Trecho de origem:
<<<<

Na última quarta-feira, um tribunal arbitral do Mercosul proferiu decisão preliminar no controverso litígio envolvendo a construção de fábricas de pasta de celulose às margens do Rio Uruguai. Esta sentença é apenas mais um capítulo deste conflito, originado dos temores argentinos de que a construção das fábricas implicará dano irreparável ao meio ambiente da região.

terça-feira, 12 de setembro de 2006

Atualizado em 11 de setembro de 2006 14:58


A "Guerra das Papeleiras": mais um capítulo judicial

 

Welber Barral*

 

Na última quarta-feira, um tribunal arbitral do Mercosul proferiu decisão preliminar no controverso litígio envolvendo a construção de fábricas de pasta de celulose às margens do Rio Uruguai. Esta sentença é apenas mais um capítulo deste conflito, originado dos temores argentinos de que a construção das fábricas implicará dano irreparável ao meio ambiente da região.

 

De fato, a chamada "Guerra das Papeleiras" vem hostilizando os dois vizinhos nos últimos dois anos. Em outubro de 2003, o governo uruguaio autorizou a empresa ENCE, de capital espanhol, a iniciar a construção de uma fábrica na localidade de Fray Bentos, às margens do rio Uruguai. Posteriormente, em fevereiro de 2005, nova autorização foi concedida para uma fábrica similar da finlandesa Oy Metsä-Botnia, na mesma região. Os investimentos totais relacionados aos projetos somarão US$ 1,8 bilhão, o maior investimento estrangeiro já ocorrido na história uruguaia.

>>>>

Linhas:
<<<<

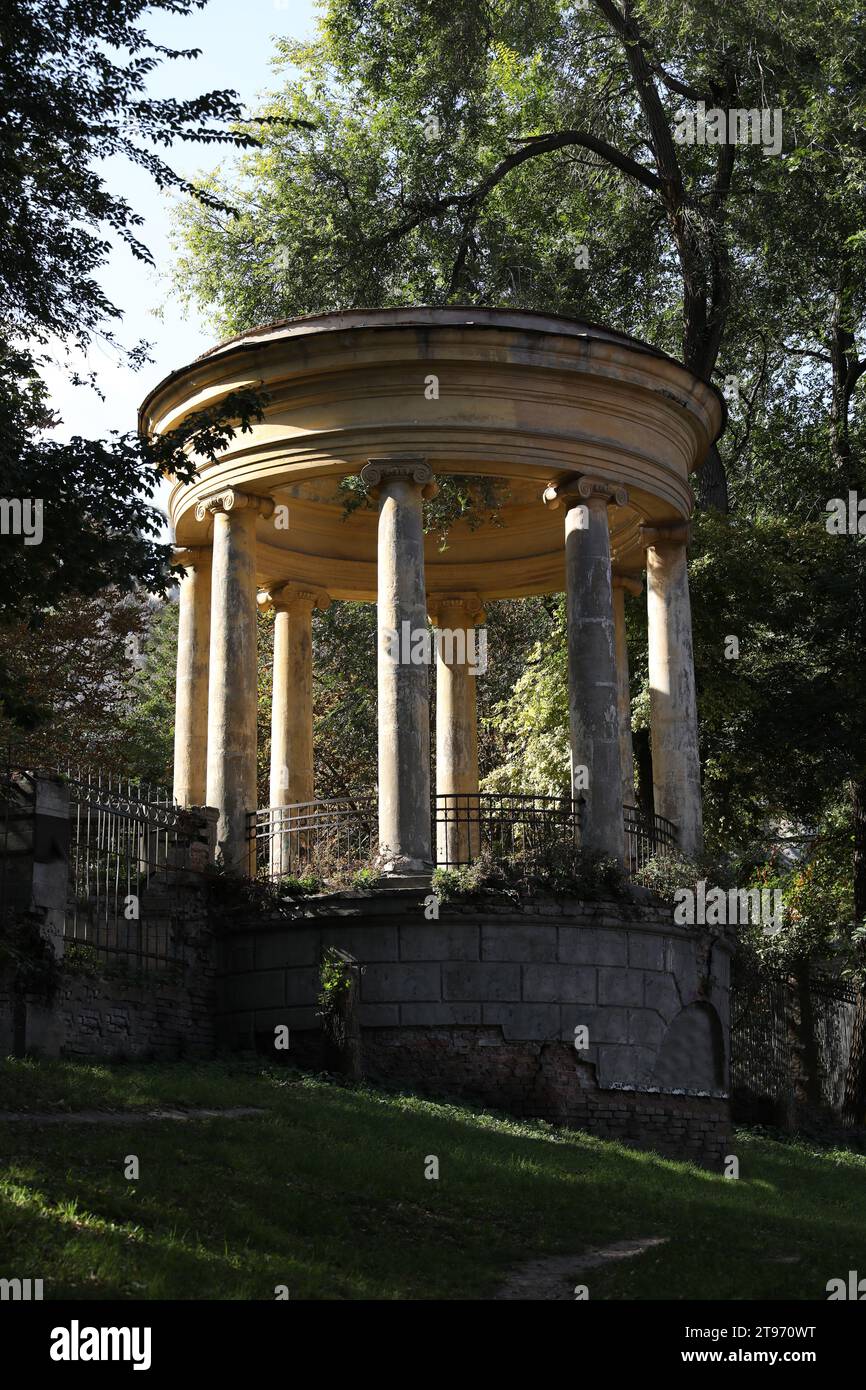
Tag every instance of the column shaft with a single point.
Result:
(191, 687)
(403, 702)
(623, 685)
(592, 677)
(292, 776)
(292, 705)
(458, 837)
(232, 685)
(673, 710)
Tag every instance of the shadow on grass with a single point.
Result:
(327, 1194)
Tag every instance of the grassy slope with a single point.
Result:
(327, 1194)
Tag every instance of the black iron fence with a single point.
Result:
(128, 854)
(324, 838)
(513, 827)
(790, 1041)
(331, 838)
(647, 836)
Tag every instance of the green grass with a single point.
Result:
(325, 1193)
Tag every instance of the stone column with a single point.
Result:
(232, 683)
(191, 685)
(292, 777)
(399, 484)
(673, 712)
(459, 659)
(624, 584)
(592, 677)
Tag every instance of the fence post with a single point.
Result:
(50, 856)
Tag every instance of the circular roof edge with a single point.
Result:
(427, 316)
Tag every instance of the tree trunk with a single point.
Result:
(712, 483)
(642, 762)
(854, 1104)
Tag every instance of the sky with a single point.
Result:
(237, 41)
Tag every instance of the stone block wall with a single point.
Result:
(484, 1004)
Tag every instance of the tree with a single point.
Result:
(72, 92)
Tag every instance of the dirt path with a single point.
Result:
(124, 1116)
(553, 1279)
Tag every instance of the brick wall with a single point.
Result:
(161, 1014)
(484, 1004)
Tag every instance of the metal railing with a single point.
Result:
(124, 868)
(316, 837)
(506, 826)
(647, 837)
(127, 854)
(331, 838)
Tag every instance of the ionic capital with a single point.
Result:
(293, 594)
(232, 501)
(455, 609)
(406, 467)
(192, 556)
(584, 489)
(665, 534)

>>>>

Lista de tarefas:
(A) No trecho sobre a Guerra das Papeleiras, transforme em uma lista curta o parágrafo que começa com "De fato, a chamada", mantendo os fatos principais.
(B) Reproduza fielmente, do trecho sobre a Guerra das Papeleiras, a parte que vai de "De fato, a chamada" até "na história uruguaia.".

Lista de soluções:
(A)
- A chamada "Guerra das Papeleiras" vem hostilizando os dois vizinhos há dois anos.
- Em outubro de 2003, o governo uruguaio autorizou a empresa ENCE, de capital espanhol, a construir uma fábrica em Fray Bentos, às margens do rio Uruguai.
- Em fevereiro de 2005, concedeu autorização para uma fábrica semelhante da finlandesa Oy Metsä-Botnia, na mesma região.
- Os investimentos somarão US$ 1,8 bilhão, o maior investimento estrangeiro da história uruguaia.

(B)
De fato, a chamada "Guerra das Papeleiras" vem hostilizando os dois vizinhos nos últimos dois anos. Em outubro de 2003, o governo uruguaio autorizou a empresa ENCE, de capital espanhol, a iniciar a construção de uma fábrica na localidade de Fray Bentos, às margens do rio Uruguai. Posteriormente, em fevereiro de 2005, nova autorização foi concedida para uma fábrica similar da finlandesa Oy Metsä-Botnia, na mesma região. Os investimentos totais relacionados aos projetos somarão US$ 1,8 bilhão, o maior investimento estrangeiro já ocorrido na história uruguaia.